→ **THINGS TO DO**:
a - In the beer-type prediction notebook, copy the passage that begins at "### 2.1 Load" and stops after "y_train, set_name='Training', average='weighted')", substituting "DummyModel" for every "NullModel".
b - According to the beer-type prediction notebook, which beer type holds the highest share of the data?

→ **TEXT SEGMENT**:
--*--
# Beer_type Prediction -  Neural Network Model

The project is to deploy a Machine Learning model into production. I will train a custom neural networks model that will accurately predict a type of beer based on some rating criterias such as appearance, aroma, palate or taste. I will also build a web app and deploy it online in order to serve my model for real time predictions. This notebook is for designing,training and analysing model.

**Student Name:** Wenying Wu 

**Student Number:** 14007025

**Prerequisite:**
- Docker
- Functions from lab exercise 
- Datasets saved from Beer_type Prediction - Data Preparation notebook

**Sections:**
1. Prepare datasets
2. Baseline Model
3. Define Architecture
4. Train & Save Model
5. Evaluate model

## 1. Prepare Datasets

### 1.1 Load magic command

In [1]:
%load_ext autoreload
%autoreload 2

### 1.2 Import packages and data set

In [2]:
from src.data.sets import load_sets

In [3]:
X_train, y_train, X_val, y_val, X_test, y_test = load_sets()

### 1.3 Transfer numpy array to tensor

In [4]:
from src.models.pytorch import PytorchDataset

train_dataset = PytorchDataset(X=X_train, y=y_train)
val_dataset = PytorchDataset(X=X_val, y=y_val)
test_dataset = PytorchDataset(X=X_test, y=y_test)

In [5]:
# Casual check
train_dataset.y_tensor

tensor([65., 44., 25.,  ..., 13., 12., 29.])

## 2. Baseline Model

### 2.1 Load baseline model and get baseline prediction

In [6]:
from src.models.null import NullModel
baseline_model = NullModel(target_type='classification')
y_base = baseline_model.fit_predict(y_train)

In [7]:
from src.models.performance import print_class_perf
print_class_perf(y_base, y_train, set_name='Training', average='weighted')

Accuracy Training: 0.07444192974099043
F1 Training: 0.010315310209270104


**Note:** We can see that the accuracy is very low, around 7.4% and F1 score is only 0.01. And the highest beer-type percentage occupied by 'American IPA' is around 7.4% from data preperation notobook command 12.

## 3. Define Neural Network Architecture

This notebook only shows the final architect used for this project. The trial and error process is not shown here, but is is shown in the drafts folder, you can have a look if you are interested.
--*--
→ **PROVIDED INFORMATION**:
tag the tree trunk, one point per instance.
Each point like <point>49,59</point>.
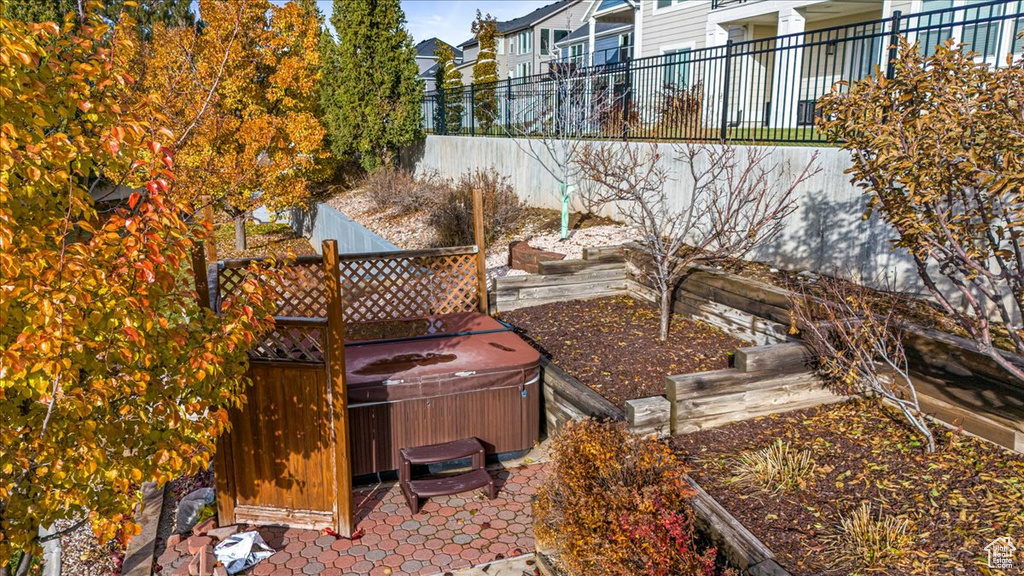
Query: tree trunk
<point>240,233</point>
<point>666,314</point>
<point>23,567</point>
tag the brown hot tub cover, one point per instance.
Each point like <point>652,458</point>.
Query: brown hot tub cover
<point>464,353</point>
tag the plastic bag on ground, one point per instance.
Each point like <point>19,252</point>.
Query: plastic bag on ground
<point>190,505</point>
<point>242,551</point>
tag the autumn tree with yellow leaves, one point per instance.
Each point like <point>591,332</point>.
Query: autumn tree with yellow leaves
<point>111,372</point>
<point>240,95</point>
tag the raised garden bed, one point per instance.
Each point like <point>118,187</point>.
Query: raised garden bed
<point>611,344</point>
<point>954,502</point>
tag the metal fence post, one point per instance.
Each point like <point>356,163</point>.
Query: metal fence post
<point>893,44</point>
<point>440,116</point>
<point>725,91</point>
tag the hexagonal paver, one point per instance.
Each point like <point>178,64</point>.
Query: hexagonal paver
<point>446,535</point>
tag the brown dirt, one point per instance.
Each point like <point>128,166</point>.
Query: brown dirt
<point>956,500</point>
<point>611,344</point>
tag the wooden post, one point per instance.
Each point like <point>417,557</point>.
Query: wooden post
<point>481,253</point>
<point>338,392</point>
<point>199,272</point>
<point>211,247</point>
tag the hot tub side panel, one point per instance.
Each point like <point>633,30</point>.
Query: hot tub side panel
<point>504,418</point>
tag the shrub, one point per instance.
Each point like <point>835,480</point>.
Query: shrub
<point>390,188</point>
<point>452,213</point>
<point>775,467</point>
<point>617,504</point>
<point>865,539</point>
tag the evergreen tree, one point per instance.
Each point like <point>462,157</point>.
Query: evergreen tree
<point>374,101</point>
<point>485,71</point>
<point>452,87</point>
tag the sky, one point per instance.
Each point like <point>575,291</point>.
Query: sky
<point>450,19</point>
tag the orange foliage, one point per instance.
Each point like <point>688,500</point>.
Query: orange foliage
<point>111,373</point>
<point>616,504</point>
<point>240,96</point>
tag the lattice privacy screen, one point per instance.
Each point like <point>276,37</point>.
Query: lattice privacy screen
<point>376,289</point>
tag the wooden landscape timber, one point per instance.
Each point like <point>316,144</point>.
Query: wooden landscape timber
<point>712,399</point>
<point>566,399</point>
<point>739,546</point>
<point>590,280</point>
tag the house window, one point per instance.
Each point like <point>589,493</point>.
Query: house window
<point>576,53</point>
<point>863,55</point>
<point>525,41</point>
<point>625,46</point>
<point>984,38</point>
<point>932,38</point>
<point>806,113</point>
<point>677,69</point>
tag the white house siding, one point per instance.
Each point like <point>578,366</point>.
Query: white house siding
<point>682,24</point>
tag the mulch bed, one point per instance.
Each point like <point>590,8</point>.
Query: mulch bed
<point>611,344</point>
<point>956,500</point>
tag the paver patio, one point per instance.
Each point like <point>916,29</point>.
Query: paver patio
<point>450,533</point>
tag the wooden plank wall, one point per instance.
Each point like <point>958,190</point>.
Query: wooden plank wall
<point>279,451</point>
<point>566,399</point>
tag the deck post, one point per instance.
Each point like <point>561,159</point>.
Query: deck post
<point>481,256</point>
<point>211,246</point>
<point>338,392</point>
<point>200,274</point>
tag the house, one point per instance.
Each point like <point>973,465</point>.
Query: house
<point>427,62</point>
<point>526,44</point>
<point>779,90</point>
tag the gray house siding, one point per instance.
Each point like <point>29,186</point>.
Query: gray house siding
<point>684,23</point>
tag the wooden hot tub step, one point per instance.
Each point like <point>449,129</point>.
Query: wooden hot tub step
<point>436,453</point>
<point>428,488</point>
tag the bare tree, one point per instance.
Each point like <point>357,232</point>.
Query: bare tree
<point>551,117</point>
<point>857,337</point>
<point>737,201</point>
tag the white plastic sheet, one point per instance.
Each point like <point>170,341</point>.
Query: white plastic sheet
<point>242,551</point>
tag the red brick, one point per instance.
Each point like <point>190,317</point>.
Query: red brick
<point>207,525</point>
<point>197,543</point>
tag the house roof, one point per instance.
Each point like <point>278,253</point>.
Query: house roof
<point>425,49</point>
<point>522,23</point>
<point>583,33</point>
<point>605,6</point>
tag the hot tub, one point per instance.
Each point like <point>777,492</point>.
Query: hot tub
<point>438,379</point>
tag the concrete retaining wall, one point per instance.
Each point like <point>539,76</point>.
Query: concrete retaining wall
<point>826,233</point>
<point>320,222</point>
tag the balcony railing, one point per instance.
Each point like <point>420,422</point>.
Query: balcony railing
<point>601,57</point>
<point>716,4</point>
<point>763,90</point>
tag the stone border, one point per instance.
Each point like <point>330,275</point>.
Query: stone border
<point>139,556</point>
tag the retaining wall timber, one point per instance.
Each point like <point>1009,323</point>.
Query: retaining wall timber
<point>825,234</point>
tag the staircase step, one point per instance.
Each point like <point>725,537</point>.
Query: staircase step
<point>436,453</point>
<point>429,488</point>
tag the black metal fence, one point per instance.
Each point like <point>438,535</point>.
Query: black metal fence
<point>759,90</point>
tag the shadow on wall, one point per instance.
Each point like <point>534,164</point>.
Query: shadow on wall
<point>835,239</point>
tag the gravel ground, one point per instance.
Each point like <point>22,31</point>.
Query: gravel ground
<point>82,554</point>
<point>410,232</point>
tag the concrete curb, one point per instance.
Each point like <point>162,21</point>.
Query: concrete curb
<point>138,558</point>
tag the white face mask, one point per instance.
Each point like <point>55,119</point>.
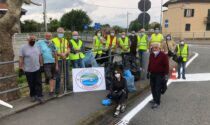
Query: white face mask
<point>99,34</point>
<point>156,52</point>
<point>182,43</point>
<point>75,37</point>
<point>112,34</point>
<point>117,75</point>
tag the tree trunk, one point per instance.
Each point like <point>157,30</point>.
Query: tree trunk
<point>6,54</point>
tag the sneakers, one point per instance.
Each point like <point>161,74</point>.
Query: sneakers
<point>33,99</point>
<point>117,112</point>
<point>154,106</point>
<point>123,107</point>
<point>40,99</point>
<point>152,102</point>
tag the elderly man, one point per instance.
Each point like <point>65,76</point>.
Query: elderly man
<point>142,46</point>
<point>62,50</point>
<point>157,37</point>
<point>158,70</point>
<point>30,61</point>
<point>49,57</point>
<point>77,51</point>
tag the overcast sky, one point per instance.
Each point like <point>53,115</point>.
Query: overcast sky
<point>113,16</point>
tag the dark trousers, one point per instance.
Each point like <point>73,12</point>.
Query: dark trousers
<point>181,65</point>
<point>141,56</point>
<point>34,80</point>
<point>156,84</point>
<point>62,69</point>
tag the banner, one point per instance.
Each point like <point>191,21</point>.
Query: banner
<point>88,79</point>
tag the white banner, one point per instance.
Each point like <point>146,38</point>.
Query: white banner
<point>88,79</point>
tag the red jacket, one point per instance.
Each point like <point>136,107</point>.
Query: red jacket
<point>159,64</point>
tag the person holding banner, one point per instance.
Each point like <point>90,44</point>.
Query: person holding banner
<point>77,51</point>
<point>119,91</point>
<point>62,50</point>
<point>124,44</point>
<point>98,44</point>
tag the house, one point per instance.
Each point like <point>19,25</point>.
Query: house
<point>187,18</point>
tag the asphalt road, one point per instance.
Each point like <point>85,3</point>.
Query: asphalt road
<point>184,103</point>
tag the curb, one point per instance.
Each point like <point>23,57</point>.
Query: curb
<point>31,105</point>
<point>99,115</point>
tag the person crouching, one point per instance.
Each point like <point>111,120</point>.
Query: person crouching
<point>119,91</point>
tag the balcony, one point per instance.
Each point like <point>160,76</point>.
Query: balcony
<point>207,20</point>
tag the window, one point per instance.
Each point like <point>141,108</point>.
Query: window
<point>189,13</point>
<point>187,27</point>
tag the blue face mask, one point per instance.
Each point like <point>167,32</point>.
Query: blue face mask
<point>60,35</point>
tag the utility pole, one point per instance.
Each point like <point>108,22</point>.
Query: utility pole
<point>127,22</point>
<point>161,15</point>
<point>45,14</point>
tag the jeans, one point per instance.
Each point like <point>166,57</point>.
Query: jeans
<point>156,85</point>
<point>141,56</point>
<point>78,63</point>
<point>58,75</point>
<point>34,80</point>
<point>181,65</point>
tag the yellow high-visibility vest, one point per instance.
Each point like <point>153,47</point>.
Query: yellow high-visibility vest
<point>124,44</point>
<point>78,46</point>
<point>108,42</point>
<point>97,49</point>
<point>156,38</point>
<point>183,52</point>
<point>61,45</point>
<point>142,42</point>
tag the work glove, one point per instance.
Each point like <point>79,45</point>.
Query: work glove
<point>21,72</point>
<point>41,69</point>
<point>148,75</point>
<point>166,77</point>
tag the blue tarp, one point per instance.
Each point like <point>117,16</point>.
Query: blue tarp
<point>130,80</point>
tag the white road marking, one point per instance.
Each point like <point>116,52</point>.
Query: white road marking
<point>126,119</point>
<point>5,104</point>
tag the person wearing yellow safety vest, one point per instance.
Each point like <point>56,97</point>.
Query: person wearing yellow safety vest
<point>157,37</point>
<point>182,51</point>
<point>142,46</point>
<point>124,44</point>
<point>98,44</point>
<point>62,49</point>
<point>111,43</point>
<point>77,51</point>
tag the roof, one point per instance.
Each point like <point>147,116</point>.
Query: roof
<point>185,1</point>
<point>4,7</point>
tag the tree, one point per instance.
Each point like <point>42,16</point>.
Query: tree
<point>135,26</point>
<point>9,24</point>
<point>30,26</point>
<point>118,29</point>
<point>53,25</point>
<point>75,20</point>
<point>154,25</point>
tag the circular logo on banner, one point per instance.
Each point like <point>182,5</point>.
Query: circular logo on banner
<point>89,79</point>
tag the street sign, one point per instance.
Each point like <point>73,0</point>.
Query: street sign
<point>144,18</point>
<point>144,5</point>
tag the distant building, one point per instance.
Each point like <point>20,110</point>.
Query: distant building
<point>187,18</point>
<point>4,8</point>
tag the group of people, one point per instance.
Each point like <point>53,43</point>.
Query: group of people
<point>54,55</point>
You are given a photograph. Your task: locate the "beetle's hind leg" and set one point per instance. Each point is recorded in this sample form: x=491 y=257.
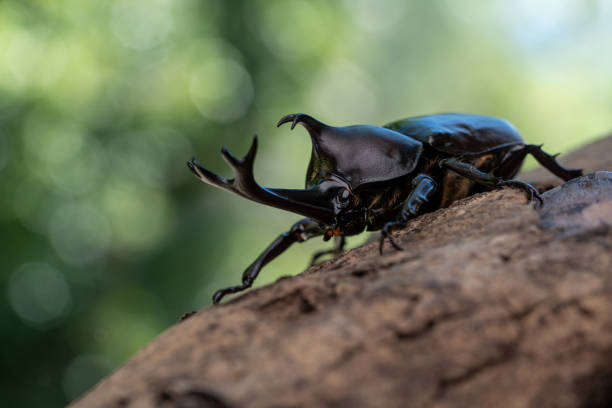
--*--
→ **TASK SOLUTIONS**:
a -
### 2.1 Load baseline model and get baseline prediction

In [6]:
from src.models.null import DummyModel
baseline_model = DummyModel(target_type='classification')
y_base = baseline_model.fit_predict(y_train)

In [7]:
from src.models.performance import print_class_perf
print_class_perf(y_base, y_train, set_name='Training', average='weighted')

b - American IPA, at around 7.4%.